## PROBLEM TO SOLVE
Leaving out all images, return the entries below exactly.
________________________________________
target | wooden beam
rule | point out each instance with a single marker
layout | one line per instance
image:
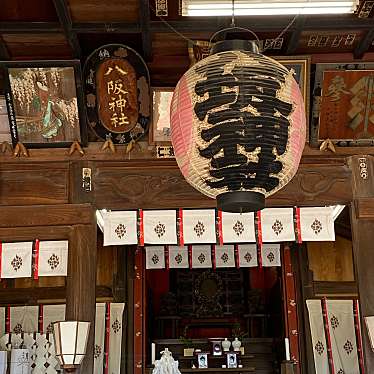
(4, 53)
(112, 27)
(38, 295)
(190, 24)
(295, 36)
(363, 238)
(364, 44)
(51, 215)
(29, 27)
(81, 284)
(144, 18)
(64, 16)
________________________________________
## RESULT
target | wooden beam
rule | point out each instance with a single marker
layout | one line per instance
image:
(4, 53)
(112, 27)
(38, 295)
(190, 24)
(295, 36)
(363, 238)
(364, 44)
(51, 215)
(29, 27)
(81, 284)
(144, 18)
(64, 16)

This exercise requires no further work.